WHAT THE TASK REQUIRES: Do not copy the pictures; transcribe all other material exactly.

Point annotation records
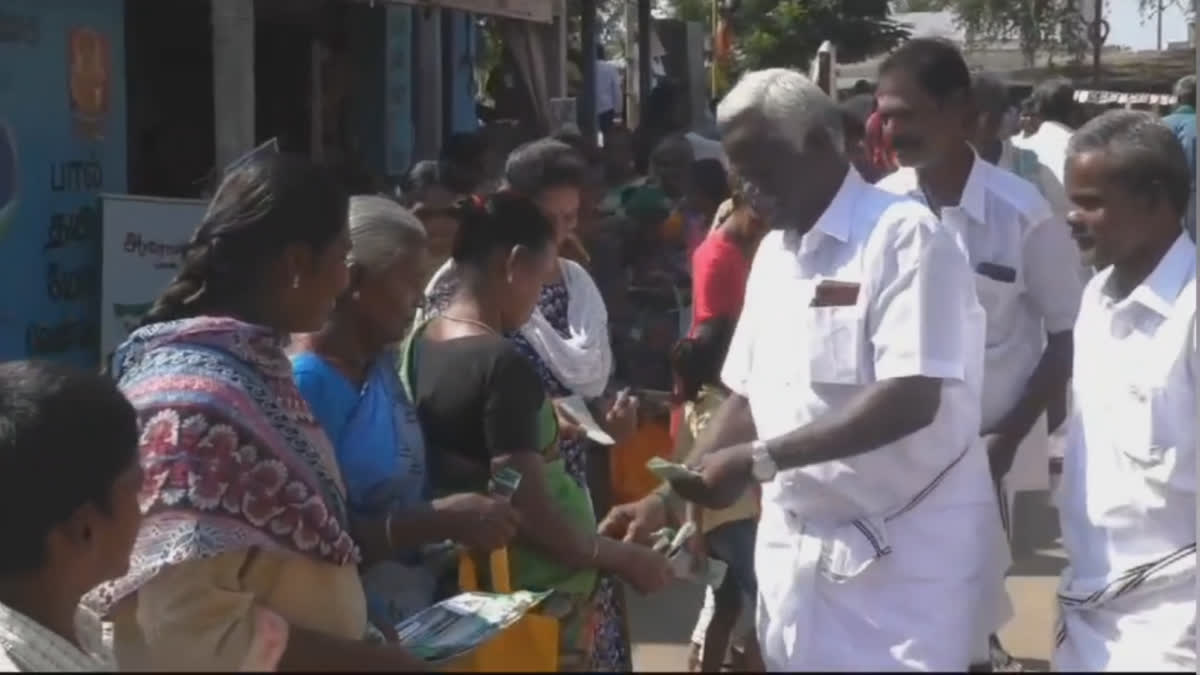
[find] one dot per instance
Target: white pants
(911, 609)
(1153, 631)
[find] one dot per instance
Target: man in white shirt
(1054, 106)
(1025, 274)
(69, 509)
(1128, 497)
(607, 91)
(856, 375)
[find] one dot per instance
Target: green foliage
(787, 33)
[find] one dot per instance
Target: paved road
(661, 626)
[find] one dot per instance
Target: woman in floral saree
(567, 340)
(244, 560)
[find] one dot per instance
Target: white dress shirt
(1005, 222)
(1128, 495)
(1049, 142)
(843, 545)
(28, 646)
(607, 88)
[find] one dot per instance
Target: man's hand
(621, 418)
(724, 477)
(1001, 453)
(568, 426)
(636, 521)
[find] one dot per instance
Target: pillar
(233, 78)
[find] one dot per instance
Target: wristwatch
(763, 467)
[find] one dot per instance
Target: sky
(1129, 29)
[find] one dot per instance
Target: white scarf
(582, 362)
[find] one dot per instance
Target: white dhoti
(897, 593)
(1144, 620)
(1030, 471)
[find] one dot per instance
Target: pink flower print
(160, 434)
(259, 490)
(292, 499)
(213, 466)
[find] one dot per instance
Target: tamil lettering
(77, 175)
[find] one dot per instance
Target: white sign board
(142, 242)
(562, 113)
(540, 11)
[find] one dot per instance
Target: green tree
(1038, 27)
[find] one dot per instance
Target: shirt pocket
(834, 336)
(997, 299)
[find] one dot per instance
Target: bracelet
(387, 531)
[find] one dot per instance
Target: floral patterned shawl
(233, 458)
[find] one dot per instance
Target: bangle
(387, 531)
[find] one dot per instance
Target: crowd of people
(862, 320)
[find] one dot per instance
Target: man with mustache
(855, 375)
(1026, 275)
(1128, 497)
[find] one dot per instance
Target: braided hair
(258, 210)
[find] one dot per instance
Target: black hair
(1055, 100)
(65, 437)
(855, 112)
(936, 65)
(1145, 155)
(543, 165)
(697, 360)
(259, 209)
(990, 94)
(708, 178)
(587, 151)
(421, 177)
(1186, 90)
(499, 221)
(465, 148)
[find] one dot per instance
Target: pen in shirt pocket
(997, 273)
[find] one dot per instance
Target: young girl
(727, 535)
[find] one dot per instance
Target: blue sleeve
(328, 394)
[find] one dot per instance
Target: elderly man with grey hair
(1128, 495)
(855, 375)
(1183, 123)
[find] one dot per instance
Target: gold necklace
(473, 322)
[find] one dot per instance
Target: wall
(64, 132)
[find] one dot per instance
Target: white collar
(837, 217)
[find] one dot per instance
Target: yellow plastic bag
(531, 645)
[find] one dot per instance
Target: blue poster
(61, 145)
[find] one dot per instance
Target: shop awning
(1122, 97)
(540, 11)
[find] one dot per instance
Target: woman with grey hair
(347, 374)
(567, 340)
(1128, 496)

WRITTEN ANSWER:
[find] one dot per instance
Target: white pants
(911, 609)
(1153, 631)
[find] one dot per instance
Target: man in white shirt
(1054, 106)
(1025, 274)
(69, 509)
(1128, 497)
(607, 91)
(856, 375)
[find] one dot per instance
Target: green foliage
(787, 33)
[find] one dot per instance
Target: paved road
(661, 626)
[find] one dot per instance
Target: woman in floral saree
(567, 340)
(244, 560)
[find] one dot per instance
Target: white dress shirt
(1005, 222)
(1128, 495)
(1049, 142)
(843, 545)
(28, 646)
(607, 88)
[find] one dot per instance
Target: man's hand
(621, 418)
(724, 477)
(1001, 453)
(568, 426)
(636, 521)
[find] one dot per instance
Target: pillar
(233, 78)
[find] one dot per instance
Target: wristwatch
(763, 467)
[find] one dot per instance
Target: sky
(1129, 29)
[find] one dot per instance
Target: white scarf
(582, 362)
[find] one dot per instance
Target: white dhoti
(897, 593)
(1144, 620)
(1030, 471)
[find] one dot per instance
Target: pink flower print
(160, 434)
(259, 490)
(292, 499)
(213, 466)
[find] one dot per instance
Target: tamil lettering
(77, 175)
[find] one dot per instance
Target: white sign board
(142, 242)
(562, 113)
(540, 11)
[find] one dot per instance
Target: green tree
(1038, 27)
[find] one dot per instance
Target: shirt pocket
(834, 336)
(997, 299)
[find] one dot per instance
Target: bracelet
(387, 531)
[find] one dot per instance
Target: floral patterned shawl
(233, 458)
[find] one dot per instance
Target: bangle
(387, 531)
[find] one dot per instance
Target: crowd of people
(862, 320)
[find] one dot per instance
Target: man with mustache
(855, 375)
(1026, 275)
(1128, 497)
[find] one dot per instance
Target: braided hair
(258, 210)
[find] one dot per instance
Target: black hair
(1055, 100)
(65, 437)
(855, 112)
(936, 65)
(1145, 155)
(543, 165)
(697, 360)
(259, 209)
(990, 94)
(708, 178)
(587, 151)
(421, 177)
(1186, 90)
(499, 221)
(465, 148)
[find] one dot per instance
Target: pen in shirt pocket
(997, 273)
[find] one dot per instance
Target: young girl
(727, 535)
[find] one dot per instance
Target: blue sleeve
(328, 394)
[find] one dot per instance
Target: elderly man with grey hair
(1128, 495)
(855, 375)
(1183, 123)
[find] one dot per instance
Target: gold necklace
(473, 322)
[find] one dot per instance
Target: wall
(64, 132)
[find] one dot per instance
Target: white collar
(837, 217)
[find] one dot per instance
Target: yellow plastic bag
(531, 645)
[find] one dot per instance
Target: blue poster
(61, 145)
[find] one dot per instance
Target: shop awning
(1122, 97)
(540, 11)
[find] one dot per instance
Target: woman with grey hair
(347, 374)
(567, 340)
(1128, 496)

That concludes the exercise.